(SOURCE DATA)

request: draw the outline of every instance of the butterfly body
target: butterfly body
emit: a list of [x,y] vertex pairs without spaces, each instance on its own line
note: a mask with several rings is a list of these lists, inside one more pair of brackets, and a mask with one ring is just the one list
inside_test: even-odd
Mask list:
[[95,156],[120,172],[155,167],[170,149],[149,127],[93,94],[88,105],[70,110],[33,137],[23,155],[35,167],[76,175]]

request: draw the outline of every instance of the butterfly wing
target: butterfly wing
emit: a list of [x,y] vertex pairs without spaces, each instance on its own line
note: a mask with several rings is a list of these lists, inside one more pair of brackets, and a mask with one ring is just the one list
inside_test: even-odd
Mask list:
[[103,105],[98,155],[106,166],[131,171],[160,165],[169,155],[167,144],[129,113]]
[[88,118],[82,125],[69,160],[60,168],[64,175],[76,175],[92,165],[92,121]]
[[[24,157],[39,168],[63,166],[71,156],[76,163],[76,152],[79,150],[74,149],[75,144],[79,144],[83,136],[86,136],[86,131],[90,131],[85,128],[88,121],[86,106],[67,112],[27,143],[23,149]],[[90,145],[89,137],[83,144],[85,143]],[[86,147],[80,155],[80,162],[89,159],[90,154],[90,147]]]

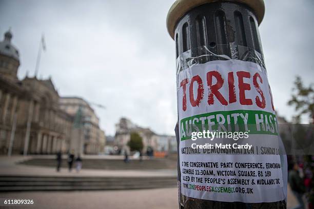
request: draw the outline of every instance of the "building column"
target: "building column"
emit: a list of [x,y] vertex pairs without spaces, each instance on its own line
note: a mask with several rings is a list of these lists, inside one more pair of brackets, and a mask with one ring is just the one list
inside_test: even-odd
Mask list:
[[7,112],[8,111],[8,107],[9,106],[9,101],[10,101],[10,94],[7,93],[6,95],[4,105],[2,110],[2,121],[4,123],[6,123],[6,118],[7,117]]
[[47,137],[47,154],[50,154],[51,151],[51,135],[49,134]]
[[40,154],[42,151],[41,150],[42,148],[42,141],[43,135],[42,134],[42,132],[39,132],[37,135],[37,149],[36,152],[37,154]]
[[47,139],[48,135],[46,134],[44,134],[43,138],[43,147],[42,152],[44,154],[47,154]]
[[[0,100],[1,98],[0,98]],[[10,135],[10,141],[9,142],[9,149],[8,150],[8,156],[10,156],[12,154],[14,137],[15,136],[15,130],[16,129],[16,120],[17,118],[17,113],[16,112],[16,107],[17,107],[17,96],[14,97],[11,113],[12,129],[11,129],[11,134]]]
[[34,101],[31,100],[29,102],[29,108],[28,110],[28,116],[27,118],[27,123],[26,124],[26,134],[25,134],[25,140],[24,141],[24,155],[27,155],[28,146],[29,145],[29,136],[30,134],[31,123],[33,117],[33,111],[34,110]]
[[10,122],[13,123],[14,117],[14,114],[16,111],[16,107],[17,106],[17,96],[14,97],[13,99],[13,104],[12,104],[12,110],[11,110],[11,114],[10,115]]
[[41,111],[41,104],[39,102],[36,102],[35,105],[35,111],[34,111],[34,121],[35,122],[39,122],[40,114]]
[[53,136],[52,140],[52,153],[55,153],[57,152],[57,137]]

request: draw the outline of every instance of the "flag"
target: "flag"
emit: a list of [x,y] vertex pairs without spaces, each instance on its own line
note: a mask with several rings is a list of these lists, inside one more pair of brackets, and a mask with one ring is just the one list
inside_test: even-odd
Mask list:
[[42,47],[43,47],[43,50],[46,51],[46,43],[45,43],[44,34],[42,35]]

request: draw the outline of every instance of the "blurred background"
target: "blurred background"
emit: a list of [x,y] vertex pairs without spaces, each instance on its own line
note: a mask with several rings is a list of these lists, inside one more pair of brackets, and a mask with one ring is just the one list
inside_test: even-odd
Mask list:
[[[314,2],[265,2],[279,122],[312,123]],[[0,198],[178,207],[173,3],[0,0]],[[290,159],[310,179],[313,160]]]

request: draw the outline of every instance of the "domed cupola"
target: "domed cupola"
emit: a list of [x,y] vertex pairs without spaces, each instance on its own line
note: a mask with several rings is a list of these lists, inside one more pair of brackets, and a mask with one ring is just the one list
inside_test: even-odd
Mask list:
[[19,55],[11,43],[12,37],[9,30],[5,33],[4,40],[0,41],[0,75],[16,79],[19,66]]
[[13,35],[10,30],[5,33],[4,39],[0,42],[0,54],[14,58],[19,61],[18,51],[11,43],[12,37]]

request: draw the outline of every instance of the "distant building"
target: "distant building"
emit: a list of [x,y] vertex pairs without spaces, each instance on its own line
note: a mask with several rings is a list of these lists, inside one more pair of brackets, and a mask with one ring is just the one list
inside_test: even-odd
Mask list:
[[[73,137],[74,116],[60,108],[51,78],[18,79],[19,54],[12,36],[9,31],[0,41],[0,154],[51,154],[70,149],[82,153],[77,149],[79,137]],[[95,153],[105,134],[91,134],[100,139],[86,148],[87,153]]]
[[149,128],[140,127],[133,123],[127,118],[122,118],[115,124],[114,144],[123,150],[127,146],[130,134],[137,132],[143,138],[143,152],[150,147],[155,151],[176,151],[176,141],[174,136],[160,135]]
[[82,149],[84,154],[96,154],[104,152],[105,132],[100,128],[99,118],[89,104],[82,98],[70,97],[60,98],[59,104],[62,110],[73,117],[79,109],[81,111],[84,140]]

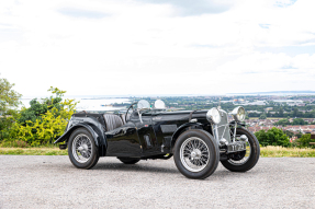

(REQUEST) Show each line of the records that contains the string "building", treating uppercase and lowercase as different.

(WRITTEN RESPONSE)
request: draw the outline of every instance of the "building column"
target: "building column"
request: draw the outline of every instance of the "distant building"
target: "distant building"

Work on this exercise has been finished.